(Beginning of SELECTED TEXT)

Randi Kreiss

The ‘pinking’ of America: part activism, part fraud

Posted

Breast cancer is big business in America today, and high season for the industry is October.

Personally (and it is personal), I feel exploited by the “pinking” of the world around me, from pink pancakes to pink coffee mugs, from $8 pink wristbands to $50 pink T-shirts. There is little or no oversight when it comes to tracking how much money raised in the name of “breast cancer awareness” actually goes to useful programs or research. Unless you give your donation directly to one of the rigorously monitored, A-rated charities like the Breast Cancer Research Foundation or the National Breast Cancer Foundation, you cannot know whether your dollars will be well spent.

In addition, there is reason to believe that many unscrupulous businesses use Breast Cancer Awareness Month to boost their own bottom lines. They put out a bin with pink flashlights or pink water bottles, promise that a “percentage” of the profit will go to “awareness,” and no one actually follows up to crunch the numbers or monitor the process.

Awareness isn’t the problem. Real dollars are needed for research. In the past decade, many of us have benefited from more finely calibrated treatments, which are the product of world-class research programs. Doctors have learned to offer women choices when the treatment path is unclear, and groups like www.breastcancer.org maintain comprehensive websites to help patients educate themselves about the various alternatives following diagnosis.

Real dollars are also needed to support women who cannot afford the initial screening tests, subsequent treatment or child care during chemotherapy or radiation. And those dollars, again, come directly from the vetted charities; therefore, donations should go to the same charities, not to the local market selling pink-washed pumpkins.

Some of the pink paraphernalia is downright offensive. Consider the Greenfield, Mass., Police Department, which is using pink handcuffs in its October campaign. In addition, officers have enlisted inmates to paint a cell pink as part of the . . . what, the trivialization of a devastating disease?

(End of SELECTED TEXT)
(Beginning of MATERIAL SHOWN)

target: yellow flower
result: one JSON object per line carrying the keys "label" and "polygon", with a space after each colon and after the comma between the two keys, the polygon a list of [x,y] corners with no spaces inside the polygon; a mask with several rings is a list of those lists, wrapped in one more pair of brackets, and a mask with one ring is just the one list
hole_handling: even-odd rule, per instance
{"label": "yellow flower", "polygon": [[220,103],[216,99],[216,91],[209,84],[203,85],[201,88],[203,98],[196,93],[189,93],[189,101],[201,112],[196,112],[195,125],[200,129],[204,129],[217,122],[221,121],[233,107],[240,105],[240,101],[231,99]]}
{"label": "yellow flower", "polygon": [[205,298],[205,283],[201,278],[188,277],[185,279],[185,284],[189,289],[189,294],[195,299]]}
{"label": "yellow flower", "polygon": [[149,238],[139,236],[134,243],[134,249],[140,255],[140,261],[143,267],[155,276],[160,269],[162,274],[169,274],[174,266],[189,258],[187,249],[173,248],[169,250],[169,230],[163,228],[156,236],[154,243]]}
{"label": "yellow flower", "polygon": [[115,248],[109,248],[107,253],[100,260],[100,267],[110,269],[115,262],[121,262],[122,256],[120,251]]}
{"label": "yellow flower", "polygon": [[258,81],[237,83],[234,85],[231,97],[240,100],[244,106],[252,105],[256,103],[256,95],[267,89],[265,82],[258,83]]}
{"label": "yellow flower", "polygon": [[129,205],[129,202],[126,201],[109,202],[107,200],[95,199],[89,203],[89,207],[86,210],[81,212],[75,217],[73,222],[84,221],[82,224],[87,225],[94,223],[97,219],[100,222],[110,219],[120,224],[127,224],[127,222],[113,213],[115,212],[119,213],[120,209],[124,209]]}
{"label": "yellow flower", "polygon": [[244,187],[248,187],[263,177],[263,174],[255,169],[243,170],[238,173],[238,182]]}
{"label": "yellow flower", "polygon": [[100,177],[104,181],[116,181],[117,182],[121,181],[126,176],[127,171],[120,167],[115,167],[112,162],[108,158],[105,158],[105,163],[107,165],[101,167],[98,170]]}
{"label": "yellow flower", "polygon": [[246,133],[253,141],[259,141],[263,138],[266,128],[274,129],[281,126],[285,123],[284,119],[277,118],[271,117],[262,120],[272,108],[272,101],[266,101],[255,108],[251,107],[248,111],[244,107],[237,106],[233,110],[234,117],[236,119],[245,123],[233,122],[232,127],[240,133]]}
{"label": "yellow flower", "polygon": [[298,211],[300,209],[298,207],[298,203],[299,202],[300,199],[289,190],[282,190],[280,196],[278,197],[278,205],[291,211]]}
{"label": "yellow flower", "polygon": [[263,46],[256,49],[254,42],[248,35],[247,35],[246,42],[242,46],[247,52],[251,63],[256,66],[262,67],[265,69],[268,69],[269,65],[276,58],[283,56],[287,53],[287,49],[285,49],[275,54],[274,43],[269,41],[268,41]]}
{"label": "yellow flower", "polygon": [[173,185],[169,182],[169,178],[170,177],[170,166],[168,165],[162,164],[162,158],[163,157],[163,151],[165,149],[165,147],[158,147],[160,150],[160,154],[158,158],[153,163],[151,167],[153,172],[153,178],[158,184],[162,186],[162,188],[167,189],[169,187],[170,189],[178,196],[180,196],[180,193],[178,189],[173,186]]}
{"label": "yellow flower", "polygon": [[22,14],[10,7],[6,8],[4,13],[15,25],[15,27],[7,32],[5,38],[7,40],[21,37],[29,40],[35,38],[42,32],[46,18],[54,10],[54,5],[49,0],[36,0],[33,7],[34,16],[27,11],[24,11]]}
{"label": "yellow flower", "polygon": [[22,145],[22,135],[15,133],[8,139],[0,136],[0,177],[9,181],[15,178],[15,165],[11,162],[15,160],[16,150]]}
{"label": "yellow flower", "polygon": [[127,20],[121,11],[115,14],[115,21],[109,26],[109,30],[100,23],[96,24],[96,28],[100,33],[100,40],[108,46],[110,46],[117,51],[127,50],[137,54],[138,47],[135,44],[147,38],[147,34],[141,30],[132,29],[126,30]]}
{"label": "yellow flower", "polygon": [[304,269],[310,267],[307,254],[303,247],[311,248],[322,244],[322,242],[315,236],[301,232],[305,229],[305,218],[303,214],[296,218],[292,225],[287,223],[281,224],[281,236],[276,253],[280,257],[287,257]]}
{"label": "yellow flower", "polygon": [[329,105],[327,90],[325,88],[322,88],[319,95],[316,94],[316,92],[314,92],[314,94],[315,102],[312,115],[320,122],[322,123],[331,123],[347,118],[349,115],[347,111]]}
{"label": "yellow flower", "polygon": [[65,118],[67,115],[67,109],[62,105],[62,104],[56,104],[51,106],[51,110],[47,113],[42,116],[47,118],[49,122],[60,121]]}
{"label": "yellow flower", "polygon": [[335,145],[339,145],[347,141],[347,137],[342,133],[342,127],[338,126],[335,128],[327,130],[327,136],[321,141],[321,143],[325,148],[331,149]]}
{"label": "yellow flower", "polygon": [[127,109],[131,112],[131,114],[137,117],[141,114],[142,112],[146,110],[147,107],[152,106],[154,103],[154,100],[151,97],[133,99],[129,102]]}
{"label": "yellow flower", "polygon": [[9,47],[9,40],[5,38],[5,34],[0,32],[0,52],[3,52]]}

(End of MATERIAL SHOWN)

> WHAT THIS EXERCISE ASKS:
**a)** Translate this sentence from the breast cancer column into Spanish: "Breast cancer is big business in America today, and high season for the industry is October."
**b)** List every organization named in the breast cancer column.
**c)** Repeat the part of the breast cancer column starting with "In addition, there" and going on through "alternatives following diagnosis.".
These records come from a different source than the breast cancer column.

> SOLUTIONS BELOW:
**a)** El cáncer de mama es un gran negocio hoy en Estados Unidos, y la temporada alta para la industria es octubre.

**b)**
- Breast Cancer Research Foundation
- National Breast Cancer Foundation
- www.breastcancer.org
- Greenfield, Mass., Police Department

**c)**
In addition, there is reason to believe that many unscrupulous businesses use Breast Cancer Awareness Month to boost their own bottom lines. They put out a bin with pink flashlights or pink water bottles, promise that a “percentage” of the profit will go to “awareness,” and no one actually follows up to crunch the numbers or monitor the process.

Awareness isn’t the problem. Real dollars are needed for research. In the past decade, many of us have benefited from more finely calibrated treatments, which are the product of world-class research programs. Doctors have learned to offer women choices when the treatment path is unclear, and groups like www.breastcancer.org maintain comprehensive websites to help patients educate themselves about the various alternatives following diagnosis.